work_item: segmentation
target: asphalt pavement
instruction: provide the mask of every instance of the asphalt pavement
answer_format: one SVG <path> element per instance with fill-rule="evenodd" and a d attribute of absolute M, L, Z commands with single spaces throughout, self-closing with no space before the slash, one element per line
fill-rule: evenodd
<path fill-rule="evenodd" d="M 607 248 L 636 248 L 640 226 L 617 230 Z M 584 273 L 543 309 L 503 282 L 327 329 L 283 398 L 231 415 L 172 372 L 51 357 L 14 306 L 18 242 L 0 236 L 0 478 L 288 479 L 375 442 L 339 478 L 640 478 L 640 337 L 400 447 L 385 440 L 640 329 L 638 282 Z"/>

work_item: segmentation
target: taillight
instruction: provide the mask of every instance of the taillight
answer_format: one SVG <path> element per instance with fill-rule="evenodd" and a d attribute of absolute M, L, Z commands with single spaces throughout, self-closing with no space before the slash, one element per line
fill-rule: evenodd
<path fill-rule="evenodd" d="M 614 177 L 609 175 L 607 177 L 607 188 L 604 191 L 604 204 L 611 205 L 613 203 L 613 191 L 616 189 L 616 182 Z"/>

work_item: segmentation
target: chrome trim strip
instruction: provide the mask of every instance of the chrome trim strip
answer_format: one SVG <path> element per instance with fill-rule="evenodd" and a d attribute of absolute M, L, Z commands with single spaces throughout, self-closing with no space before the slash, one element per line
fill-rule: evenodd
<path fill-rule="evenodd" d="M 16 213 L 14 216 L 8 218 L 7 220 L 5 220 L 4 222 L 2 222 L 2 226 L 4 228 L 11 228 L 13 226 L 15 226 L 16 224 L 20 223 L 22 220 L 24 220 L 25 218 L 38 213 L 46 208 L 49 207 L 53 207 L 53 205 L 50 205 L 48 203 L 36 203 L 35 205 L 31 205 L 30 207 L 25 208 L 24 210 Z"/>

##########

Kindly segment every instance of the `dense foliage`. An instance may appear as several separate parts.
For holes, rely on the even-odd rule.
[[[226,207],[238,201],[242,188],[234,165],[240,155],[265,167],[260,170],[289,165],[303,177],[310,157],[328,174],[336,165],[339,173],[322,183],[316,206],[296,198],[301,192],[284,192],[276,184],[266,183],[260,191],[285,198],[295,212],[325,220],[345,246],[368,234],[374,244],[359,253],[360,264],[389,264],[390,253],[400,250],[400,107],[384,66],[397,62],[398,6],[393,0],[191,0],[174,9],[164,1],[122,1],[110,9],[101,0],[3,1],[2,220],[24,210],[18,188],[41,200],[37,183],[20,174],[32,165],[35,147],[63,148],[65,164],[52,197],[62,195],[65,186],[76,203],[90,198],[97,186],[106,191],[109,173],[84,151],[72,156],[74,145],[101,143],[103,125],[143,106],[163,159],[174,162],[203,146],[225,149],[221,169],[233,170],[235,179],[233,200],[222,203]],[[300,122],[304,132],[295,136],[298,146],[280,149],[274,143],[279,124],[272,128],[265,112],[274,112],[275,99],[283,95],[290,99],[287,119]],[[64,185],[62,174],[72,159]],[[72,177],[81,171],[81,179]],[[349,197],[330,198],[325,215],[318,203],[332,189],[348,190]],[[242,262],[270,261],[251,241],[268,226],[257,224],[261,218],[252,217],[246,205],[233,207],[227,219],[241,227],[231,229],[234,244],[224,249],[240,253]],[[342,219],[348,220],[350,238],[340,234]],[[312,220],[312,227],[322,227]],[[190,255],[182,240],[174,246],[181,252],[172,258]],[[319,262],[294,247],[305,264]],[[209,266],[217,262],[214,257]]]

##########

_EXERCISE DESCRIPTION:_ Whenever the word "trim" turns up in a line of the listing above, copy the line.

_TASK RESULT:_
target: chrome trim strip
instruction: provide the mask of every instance of the chrome trim strip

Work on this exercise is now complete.